=== RECORDS FOR THE EXERCISE ===
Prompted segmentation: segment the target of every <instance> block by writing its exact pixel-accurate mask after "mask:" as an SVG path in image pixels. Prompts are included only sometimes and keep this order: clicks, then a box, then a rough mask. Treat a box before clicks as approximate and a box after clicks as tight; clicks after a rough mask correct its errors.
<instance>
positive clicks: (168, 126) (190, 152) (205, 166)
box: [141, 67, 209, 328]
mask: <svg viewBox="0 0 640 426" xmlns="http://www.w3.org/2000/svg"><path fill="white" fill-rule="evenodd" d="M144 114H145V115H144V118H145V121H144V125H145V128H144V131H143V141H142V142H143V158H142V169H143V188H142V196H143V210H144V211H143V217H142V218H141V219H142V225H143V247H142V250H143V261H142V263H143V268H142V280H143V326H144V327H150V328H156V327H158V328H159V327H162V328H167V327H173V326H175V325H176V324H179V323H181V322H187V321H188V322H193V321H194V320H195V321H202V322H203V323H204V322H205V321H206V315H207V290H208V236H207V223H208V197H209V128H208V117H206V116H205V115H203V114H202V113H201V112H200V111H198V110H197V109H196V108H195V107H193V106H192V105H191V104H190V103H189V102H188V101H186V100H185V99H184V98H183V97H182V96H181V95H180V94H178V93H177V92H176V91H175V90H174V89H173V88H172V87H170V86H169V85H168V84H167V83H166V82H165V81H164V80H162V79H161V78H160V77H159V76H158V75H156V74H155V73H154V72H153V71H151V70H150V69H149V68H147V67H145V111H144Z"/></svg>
===
Could you retype every record above exactly as written?

Prompted segmentation: segment the target of every <instance> block by writing its exact pixel-accurate mask after "mask:" as an SVG path in image pixels. Prompts are included only sometimes and keep this order: clicks, then a box, then a rough mask. Treat a box before clicks as approximate and a box after clicks as tight; clicks after a rough mask correct its errors.
<instance>
positive clicks: (168, 126) (190, 152) (205, 166)
box: [141, 67, 209, 328]
mask: <svg viewBox="0 0 640 426" xmlns="http://www.w3.org/2000/svg"><path fill="white" fill-rule="evenodd" d="M144 114H145V115H144V118H145V121H144V125H145V128H144V131H143V141H142V142H143V158H142V169H143V188H142V196H143V210H144V211H143V217H142V218H141V219H142V225H143V247H142V250H143V261H142V263H143V268H142V280H143V326H144V327H150V328H156V327H158V328H159V327H162V328H167V327H173V326H175V325H176V324H179V323H181V322H187V321H188V322H193V321H194V320H195V321H202V322H203V323H204V322H205V321H206V315H207V290H208V236H207V223H208V197H209V128H208V117H206V116H205V115H203V114H202V113H201V112H200V111H198V110H197V109H196V108H195V107H193V106H192V105H191V104H190V103H189V102H188V101H186V100H185V99H184V98H183V97H182V96H181V95H180V94H178V93H177V92H176V91H175V90H174V89H173V88H172V87H170V86H169V85H168V84H167V83H166V82H165V81H164V80H162V79H161V78H160V77H159V76H158V75H156V74H155V73H154V72H153V71H151V70H150V69H149V68H147V67H145V111H144Z"/></svg>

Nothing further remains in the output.